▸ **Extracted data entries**
◆ ◆ ◆

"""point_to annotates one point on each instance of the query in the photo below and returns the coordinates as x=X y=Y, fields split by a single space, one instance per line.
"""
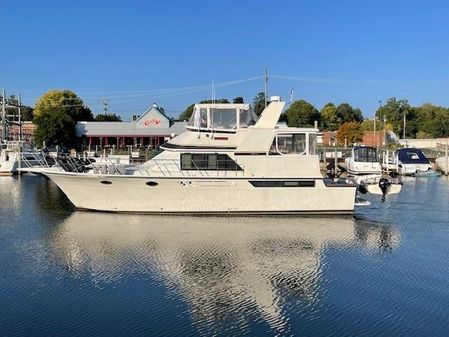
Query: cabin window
x=291 y=143
x=223 y=118
x=412 y=155
x=312 y=144
x=247 y=118
x=214 y=161
x=365 y=154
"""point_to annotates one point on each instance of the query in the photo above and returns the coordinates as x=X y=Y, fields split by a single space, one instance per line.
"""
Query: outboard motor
x=384 y=184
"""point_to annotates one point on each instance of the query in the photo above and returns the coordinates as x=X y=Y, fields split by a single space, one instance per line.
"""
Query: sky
x=174 y=52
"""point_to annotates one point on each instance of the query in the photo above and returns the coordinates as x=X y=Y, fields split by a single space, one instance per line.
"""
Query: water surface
x=69 y=273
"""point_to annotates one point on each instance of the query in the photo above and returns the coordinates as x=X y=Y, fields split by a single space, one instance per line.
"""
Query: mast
x=20 y=117
x=266 y=86
x=4 y=134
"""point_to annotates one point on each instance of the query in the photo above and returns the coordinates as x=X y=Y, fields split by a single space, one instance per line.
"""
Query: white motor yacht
x=227 y=162
x=412 y=161
x=364 y=160
x=442 y=164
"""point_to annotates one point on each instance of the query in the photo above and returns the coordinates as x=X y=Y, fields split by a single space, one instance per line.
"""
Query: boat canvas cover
x=412 y=156
x=365 y=154
x=256 y=141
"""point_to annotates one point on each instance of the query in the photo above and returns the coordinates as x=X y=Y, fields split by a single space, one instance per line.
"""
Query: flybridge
x=221 y=117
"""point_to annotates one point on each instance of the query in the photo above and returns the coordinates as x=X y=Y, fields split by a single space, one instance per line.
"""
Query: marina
x=69 y=273
x=214 y=168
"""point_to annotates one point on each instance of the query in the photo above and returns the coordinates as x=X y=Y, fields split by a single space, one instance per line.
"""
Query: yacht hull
x=170 y=195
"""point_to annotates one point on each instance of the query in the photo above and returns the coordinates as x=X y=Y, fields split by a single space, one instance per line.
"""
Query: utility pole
x=105 y=106
x=375 y=121
x=404 y=125
x=266 y=86
x=3 y=117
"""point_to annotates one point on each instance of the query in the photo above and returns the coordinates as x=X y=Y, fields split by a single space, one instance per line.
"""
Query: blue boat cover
x=412 y=156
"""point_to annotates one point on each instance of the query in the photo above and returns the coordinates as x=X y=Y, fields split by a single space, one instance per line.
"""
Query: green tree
x=54 y=128
x=56 y=114
x=259 y=103
x=185 y=115
x=393 y=112
x=346 y=113
x=368 y=125
x=301 y=113
x=108 y=118
x=349 y=133
x=432 y=121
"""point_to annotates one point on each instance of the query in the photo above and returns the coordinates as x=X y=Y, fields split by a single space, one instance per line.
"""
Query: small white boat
x=364 y=160
x=442 y=164
x=16 y=155
x=412 y=162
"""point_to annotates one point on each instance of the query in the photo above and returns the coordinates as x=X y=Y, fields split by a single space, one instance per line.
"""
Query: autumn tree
x=108 y=117
x=301 y=113
x=56 y=114
x=346 y=113
x=393 y=112
x=349 y=133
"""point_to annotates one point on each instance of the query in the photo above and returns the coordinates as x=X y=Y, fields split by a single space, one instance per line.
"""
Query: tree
x=349 y=133
x=302 y=113
x=108 y=118
x=259 y=103
x=393 y=112
x=54 y=128
x=56 y=114
x=189 y=110
x=346 y=113
x=368 y=125
x=431 y=121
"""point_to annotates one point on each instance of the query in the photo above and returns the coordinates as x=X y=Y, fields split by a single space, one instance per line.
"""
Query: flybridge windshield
x=222 y=116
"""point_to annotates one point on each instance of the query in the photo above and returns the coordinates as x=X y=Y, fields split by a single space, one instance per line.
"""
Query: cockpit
x=221 y=117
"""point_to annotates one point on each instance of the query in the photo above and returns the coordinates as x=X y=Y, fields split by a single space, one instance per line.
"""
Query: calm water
x=68 y=273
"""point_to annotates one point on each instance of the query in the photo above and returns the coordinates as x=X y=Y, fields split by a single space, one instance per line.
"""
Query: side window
x=220 y=162
x=291 y=143
x=312 y=144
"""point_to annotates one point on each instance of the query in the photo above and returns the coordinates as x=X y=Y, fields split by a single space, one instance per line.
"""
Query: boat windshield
x=365 y=154
x=222 y=116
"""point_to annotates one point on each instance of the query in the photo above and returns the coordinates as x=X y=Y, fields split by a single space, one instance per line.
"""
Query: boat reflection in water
x=224 y=268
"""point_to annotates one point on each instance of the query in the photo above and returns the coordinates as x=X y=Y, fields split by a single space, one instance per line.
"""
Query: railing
x=30 y=159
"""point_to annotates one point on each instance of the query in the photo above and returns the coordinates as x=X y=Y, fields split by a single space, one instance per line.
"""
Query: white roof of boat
x=223 y=105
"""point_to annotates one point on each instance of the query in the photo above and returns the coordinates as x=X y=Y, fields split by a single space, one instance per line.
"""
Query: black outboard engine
x=384 y=184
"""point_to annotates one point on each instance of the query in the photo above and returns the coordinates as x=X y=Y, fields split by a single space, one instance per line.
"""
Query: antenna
x=4 y=134
x=266 y=86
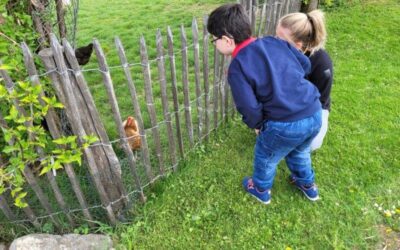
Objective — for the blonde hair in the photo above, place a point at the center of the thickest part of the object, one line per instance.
(306, 28)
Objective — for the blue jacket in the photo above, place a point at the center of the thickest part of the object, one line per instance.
(267, 80)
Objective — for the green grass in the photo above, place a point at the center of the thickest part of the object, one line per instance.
(357, 170)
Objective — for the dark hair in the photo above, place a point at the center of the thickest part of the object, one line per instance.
(230, 20)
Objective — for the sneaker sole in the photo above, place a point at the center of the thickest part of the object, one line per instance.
(308, 197)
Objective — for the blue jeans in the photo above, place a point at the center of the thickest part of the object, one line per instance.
(289, 140)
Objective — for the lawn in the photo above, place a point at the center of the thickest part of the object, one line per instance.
(357, 170)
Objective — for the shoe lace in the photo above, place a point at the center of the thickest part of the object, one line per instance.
(250, 184)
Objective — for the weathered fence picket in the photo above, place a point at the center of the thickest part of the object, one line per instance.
(164, 98)
(150, 104)
(117, 119)
(196, 55)
(138, 113)
(185, 83)
(216, 86)
(206, 79)
(174, 90)
(52, 121)
(74, 117)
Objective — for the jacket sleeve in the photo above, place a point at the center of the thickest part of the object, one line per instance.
(245, 100)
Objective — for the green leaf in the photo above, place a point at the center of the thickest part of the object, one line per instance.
(9, 149)
(58, 105)
(5, 67)
(45, 170)
(13, 114)
(46, 99)
(15, 191)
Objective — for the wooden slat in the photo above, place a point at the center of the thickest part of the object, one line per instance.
(215, 87)
(150, 103)
(196, 52)
(174, 90)
(46, 56)
(52, 120)
(226, 88)
(106, 161)
(136, 107)
(206, 79)
(164, 98)
(221, 86)
(116, 115)
(186, 91)
(74, 117)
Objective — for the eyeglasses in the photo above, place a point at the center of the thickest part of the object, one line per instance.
(214, 40)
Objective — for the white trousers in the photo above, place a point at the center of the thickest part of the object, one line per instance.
(317, 141)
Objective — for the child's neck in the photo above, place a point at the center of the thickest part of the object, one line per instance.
(241, 45)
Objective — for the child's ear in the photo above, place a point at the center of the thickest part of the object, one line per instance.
(228, 40)
(299, 45)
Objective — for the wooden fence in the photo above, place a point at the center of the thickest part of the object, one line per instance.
(189, 110)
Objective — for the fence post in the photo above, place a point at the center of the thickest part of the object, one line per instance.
(196, 51)
(221, 86)
(117, 116)
(164, 97)
(51, 120)
(106, 161)
(74, 116)
(185, 81)
(174, 89)
(206, 79)
(150, 103)
(215, 87)
(136, 107)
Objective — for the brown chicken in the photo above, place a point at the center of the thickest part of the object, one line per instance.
(83, 54)
(132, 132)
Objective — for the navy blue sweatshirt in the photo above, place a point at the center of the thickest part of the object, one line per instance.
(267, 80)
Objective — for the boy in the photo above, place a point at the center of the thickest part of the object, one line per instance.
(267, 80)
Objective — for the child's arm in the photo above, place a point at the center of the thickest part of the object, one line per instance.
(245, 100)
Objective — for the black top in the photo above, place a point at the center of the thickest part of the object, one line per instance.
(321, 76)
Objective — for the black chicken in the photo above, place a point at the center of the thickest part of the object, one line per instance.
(82, 54)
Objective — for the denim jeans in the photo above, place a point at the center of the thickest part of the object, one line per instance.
(289, 140)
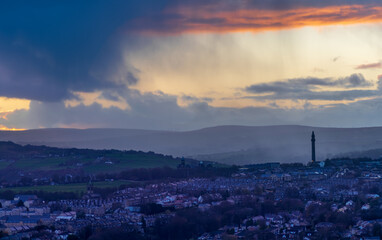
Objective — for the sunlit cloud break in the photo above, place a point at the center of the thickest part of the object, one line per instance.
(183, 19)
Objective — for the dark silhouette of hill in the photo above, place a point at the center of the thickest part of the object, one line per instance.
(228, 144)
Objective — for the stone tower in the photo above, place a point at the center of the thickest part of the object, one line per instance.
(313, 147)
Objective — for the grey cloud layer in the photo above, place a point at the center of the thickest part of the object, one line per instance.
(162, 112)
(310, 89)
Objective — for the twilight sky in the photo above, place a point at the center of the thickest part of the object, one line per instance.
(187, 64)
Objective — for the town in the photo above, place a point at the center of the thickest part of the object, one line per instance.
(333, 199)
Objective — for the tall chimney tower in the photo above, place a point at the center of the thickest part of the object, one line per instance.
(313, 147)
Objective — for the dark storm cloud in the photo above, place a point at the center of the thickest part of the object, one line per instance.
(50, 48)
(162, 112)
(311, 89)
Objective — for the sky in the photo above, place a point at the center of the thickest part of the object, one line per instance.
(189, 64)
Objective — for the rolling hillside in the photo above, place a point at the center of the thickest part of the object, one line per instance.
(227, 144)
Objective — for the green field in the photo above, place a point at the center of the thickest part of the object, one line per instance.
(89, 165)
(41, 158)
(74, 187)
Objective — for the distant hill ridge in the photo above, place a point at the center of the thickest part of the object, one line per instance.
(228, 144)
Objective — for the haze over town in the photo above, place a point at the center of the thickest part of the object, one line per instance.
(192, 119)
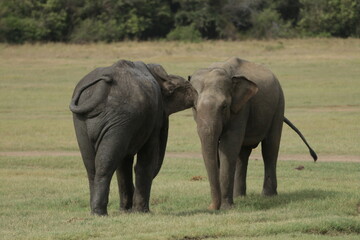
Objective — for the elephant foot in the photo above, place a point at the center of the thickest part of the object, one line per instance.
(269, 192)
(214, 206)
(239, 194)
(226, 206)
(99, 212)
(141, 209)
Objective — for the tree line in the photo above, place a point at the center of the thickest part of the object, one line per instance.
(82, 21)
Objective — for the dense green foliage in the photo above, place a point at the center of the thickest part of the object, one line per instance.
(116, 20)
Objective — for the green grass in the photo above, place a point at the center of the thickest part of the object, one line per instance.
(47, 197)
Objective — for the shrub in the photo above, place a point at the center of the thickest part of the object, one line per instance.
(185, 33)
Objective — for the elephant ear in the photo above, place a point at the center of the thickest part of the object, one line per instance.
(162, 78)
(243, 90)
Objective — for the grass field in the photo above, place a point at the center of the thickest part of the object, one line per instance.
(47, 197)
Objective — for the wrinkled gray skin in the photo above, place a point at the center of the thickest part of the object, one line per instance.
(239, 105)
(120, 111)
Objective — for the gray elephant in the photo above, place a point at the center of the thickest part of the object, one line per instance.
(121, 111)
(239, 105)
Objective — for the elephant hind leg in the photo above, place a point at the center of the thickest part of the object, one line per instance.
(147, 158)
(241, 171)
(124, 175)
(270, 150)
(109, 156)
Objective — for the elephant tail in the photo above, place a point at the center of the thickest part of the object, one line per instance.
(312, 152)
(97, 96)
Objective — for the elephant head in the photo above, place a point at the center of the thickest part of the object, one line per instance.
(178, 94)
(220, 96)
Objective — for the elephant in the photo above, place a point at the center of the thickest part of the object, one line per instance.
(238, 105)
(121, 111)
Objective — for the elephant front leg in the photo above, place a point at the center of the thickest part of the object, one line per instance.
(144, 173)
(228, 153)
(241, 172)
(125, 183)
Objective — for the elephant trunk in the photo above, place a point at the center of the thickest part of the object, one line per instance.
(209, 133)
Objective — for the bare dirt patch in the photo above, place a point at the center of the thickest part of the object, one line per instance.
(282, 157)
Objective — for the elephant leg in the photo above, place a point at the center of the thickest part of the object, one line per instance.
(270, 150)
(124, 175)
(110, 154)
(87, 153)
(241, 171)
(228, 153)
(147, 158)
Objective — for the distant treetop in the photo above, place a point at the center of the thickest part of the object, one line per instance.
(84, 21)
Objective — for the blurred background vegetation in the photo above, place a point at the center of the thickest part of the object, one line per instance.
(82, 21)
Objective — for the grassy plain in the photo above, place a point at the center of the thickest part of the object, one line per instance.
(47, 197)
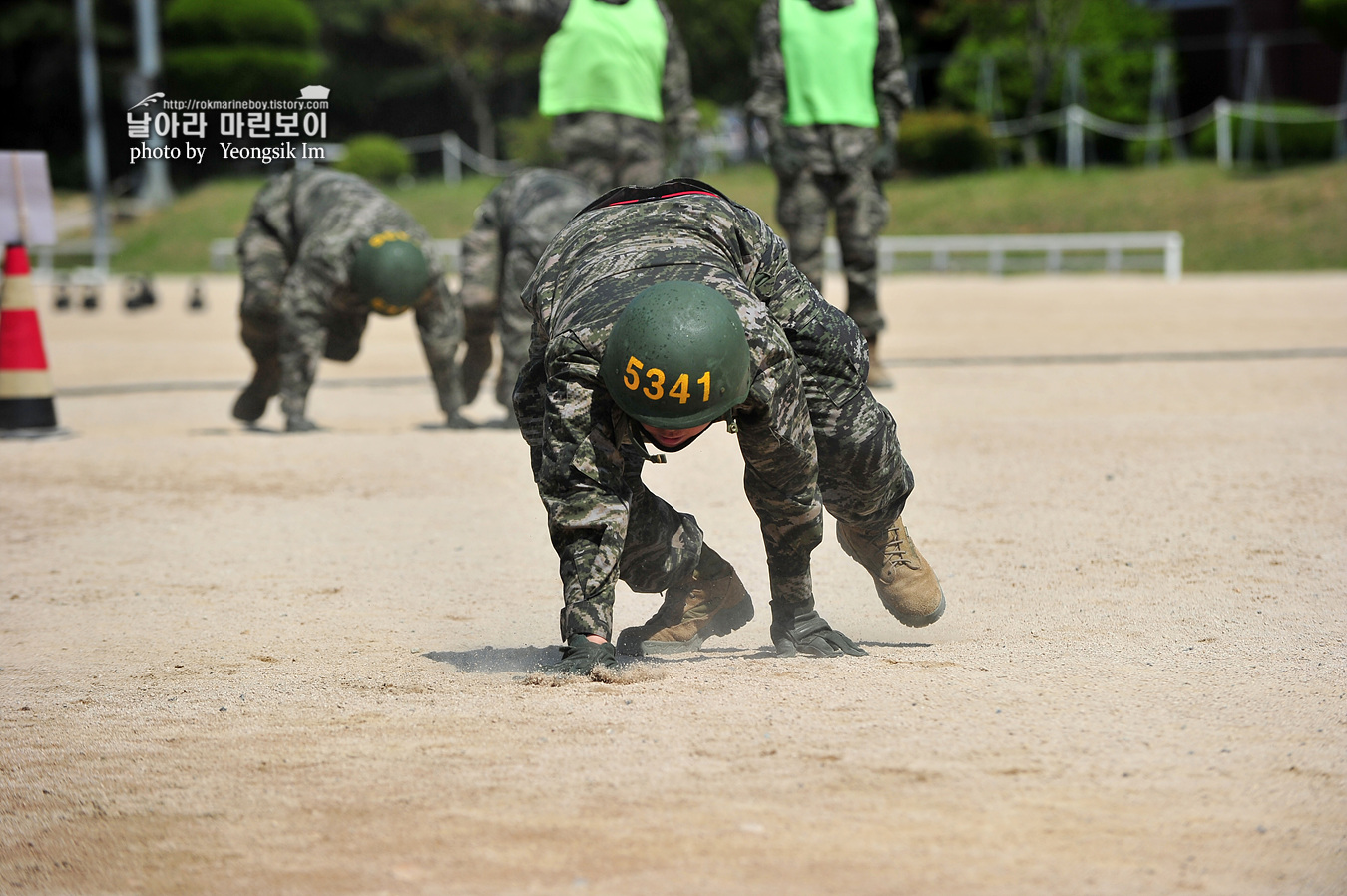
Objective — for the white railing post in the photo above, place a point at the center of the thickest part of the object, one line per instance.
(1173, 257)
(1054, 258)
(1224, 147)
(450, 157)
(1075, 138)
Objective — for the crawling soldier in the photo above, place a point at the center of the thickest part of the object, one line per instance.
(657, 312)
(322, 249)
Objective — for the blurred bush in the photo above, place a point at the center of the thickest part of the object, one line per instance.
(239, 49)
(1328, 18)
(945, 142)
(1312, 142)
(527, 141)
(376, 157)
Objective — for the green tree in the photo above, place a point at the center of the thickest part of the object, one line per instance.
(480, 51)
(1328, 18)
(239, 49)
(1028, 41)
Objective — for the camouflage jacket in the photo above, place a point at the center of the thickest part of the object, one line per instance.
(512, 226)
(828, 147)
(680, 115)
(582, 443)
(320, 218)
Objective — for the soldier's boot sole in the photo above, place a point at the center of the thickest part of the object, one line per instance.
(723, 623)
(886, 591)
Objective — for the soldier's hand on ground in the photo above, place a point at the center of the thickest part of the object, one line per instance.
(457, 420)
(581, 655)
(797, 628)
(885, 161)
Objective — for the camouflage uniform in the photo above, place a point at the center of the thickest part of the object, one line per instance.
(607, 149)
(811, 433)
(830, 165)
(295, 253)
(511, 229)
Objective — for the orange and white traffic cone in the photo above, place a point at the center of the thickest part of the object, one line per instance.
(26, 396)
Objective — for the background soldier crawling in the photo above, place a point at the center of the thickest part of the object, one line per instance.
(658, 311)
(322, 249)
(511, 229)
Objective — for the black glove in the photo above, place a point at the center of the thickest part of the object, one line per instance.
(581, 655)
(885, 161)
(796, 628)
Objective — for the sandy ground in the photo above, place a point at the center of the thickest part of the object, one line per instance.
(239, 662)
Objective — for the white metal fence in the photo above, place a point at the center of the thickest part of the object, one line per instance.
(996, 253)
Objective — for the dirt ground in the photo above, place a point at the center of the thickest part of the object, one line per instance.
(237, 662)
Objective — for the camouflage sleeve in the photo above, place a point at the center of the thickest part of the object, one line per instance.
(680, 115)
(580, 479)
(481, 253)
(892, 92)
(780, 476)
(768, 68)
(784, 481)
(303, 331)
(441, 326)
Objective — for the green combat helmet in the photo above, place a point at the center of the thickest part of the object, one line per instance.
(389, 272)
(677, 357)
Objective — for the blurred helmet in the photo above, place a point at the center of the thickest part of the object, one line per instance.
(389, 272)
(677, 357)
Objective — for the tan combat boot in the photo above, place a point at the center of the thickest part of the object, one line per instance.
(714, 603)
(905, 583)
(878, 377)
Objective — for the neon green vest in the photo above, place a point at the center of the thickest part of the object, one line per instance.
(830, 64)
(605, 58)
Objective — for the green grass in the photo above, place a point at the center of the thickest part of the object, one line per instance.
(1290, 220)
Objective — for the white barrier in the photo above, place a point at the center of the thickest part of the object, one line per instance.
(1054, 246)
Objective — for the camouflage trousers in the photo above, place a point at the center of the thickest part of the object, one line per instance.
(507, 315)
(861, 214)
(264, 267)
(608, 150)
(864, 477)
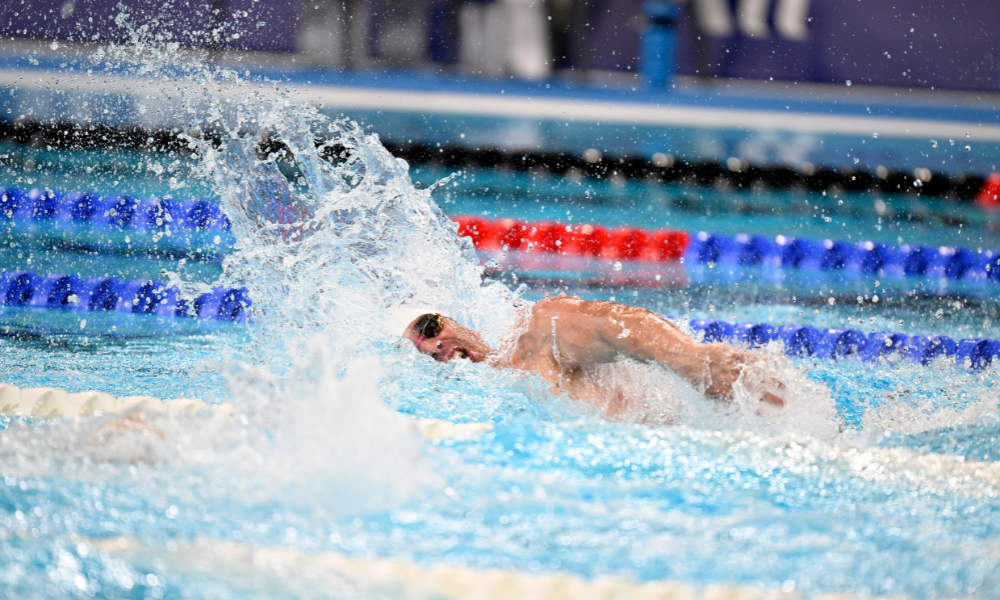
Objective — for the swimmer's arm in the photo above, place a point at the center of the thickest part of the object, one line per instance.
(713, 368)
(599, 332)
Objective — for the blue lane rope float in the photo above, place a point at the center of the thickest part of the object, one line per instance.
(124, 213)
(115, 211)
(145, 296)
(828, 255)
(835, 343)
(140, 296)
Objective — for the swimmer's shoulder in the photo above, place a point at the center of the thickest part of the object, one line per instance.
(554, 304)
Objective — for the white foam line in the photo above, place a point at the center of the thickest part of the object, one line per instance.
(578, 110)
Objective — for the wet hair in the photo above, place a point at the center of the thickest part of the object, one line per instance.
(428, 326)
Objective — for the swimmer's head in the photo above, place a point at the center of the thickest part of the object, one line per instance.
(443, 338)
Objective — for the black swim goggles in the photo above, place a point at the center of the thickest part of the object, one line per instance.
(428, 326)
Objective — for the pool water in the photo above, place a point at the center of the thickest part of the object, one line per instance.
(878, 480)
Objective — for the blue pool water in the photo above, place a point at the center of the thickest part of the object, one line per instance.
(879, 479)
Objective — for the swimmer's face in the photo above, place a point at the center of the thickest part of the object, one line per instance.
(443, 339)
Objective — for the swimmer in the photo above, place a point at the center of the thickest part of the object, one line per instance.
(564, 338)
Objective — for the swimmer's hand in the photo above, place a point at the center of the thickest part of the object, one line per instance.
(725, 365)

◆ ◆ ◆

▸ **THE PROBLEM**
Send back exactly the lines from the line with "Objective — for the swimmer's head" through the end of the records.

▸ **TASK SOLUTION**
Objective — for the swimmer's head in the photo above, place a point at the center of the thickest part of the object, one line per instance.
(443, 338)
Objective — for the black swim goggles in the photo above, place a point at the center of the thickest part of the object, one line per instance.
(428, 326)
Objective — for the pool water in the photo above, place a point at the center of the thickest part of the object, one line per instance.
(878, 480)
Objective — for the blue pool water in the photo above, place a point at the center of the thickest part of the object, one line per instance.
(879, 479)
Objective — for the swimmer's face in the photo above, place a point at the center of the thickest part of the object, one line per instance.
(443, 339)
Objective — for the swimmer in the photo above, place a point at the center of the thickest part of the object, one line per instance.
(564, 338)
Objective — for the swimmer's hand in the photo above, place a point at the center of the thickest part of the object, one line per instance.
(725, 365)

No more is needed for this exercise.